- **Outline labeling records**:
■ ■ ■ ■

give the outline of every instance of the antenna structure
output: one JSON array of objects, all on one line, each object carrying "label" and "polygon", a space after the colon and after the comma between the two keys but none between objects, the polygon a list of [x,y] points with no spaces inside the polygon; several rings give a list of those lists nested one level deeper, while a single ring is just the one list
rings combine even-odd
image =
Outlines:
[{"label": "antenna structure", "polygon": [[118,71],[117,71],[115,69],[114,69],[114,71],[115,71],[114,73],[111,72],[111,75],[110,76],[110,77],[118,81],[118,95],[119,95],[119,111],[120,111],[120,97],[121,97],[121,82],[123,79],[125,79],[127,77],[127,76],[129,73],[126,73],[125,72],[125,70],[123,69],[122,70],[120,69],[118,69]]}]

■ ■ ■ ■

- **Exercise objective**: Please reproduce every line of the items above, requests included, with each polygon coordinate in the answers multiplied by 1.3 and rounded to the nearest whole number, halves going up.

- **Complete response**:
give the outline of every instance of the antenna structure
output: one JSON array of objects, all on one line, each object carrying "label" and "polygon", a space after the colon and after the comma between the two keys but none between objects, the polygon a list of [x,y] points with no spaces inside the polygon; several rings give a list of those lists nested one level deeper, while a single ring is just the one list
rings combine even-odd
image =
Outlines:
[{"label": "antenna structure", "polygon": [[153,92],[152,92],[150,90],[148,90],[148,92],[150,92],[148,95],[144,94],[144,98],[143,99],[143,100],[153,105],[153,124],[155,124],[155,144],[156,144],[156,126],[157,126],[157,107],[160,103],[163,103],[165,100],[165,99],[168,95],[164,95],[163,94],[163,91],[160,90],[159,91],[156,90],[153,90]]}]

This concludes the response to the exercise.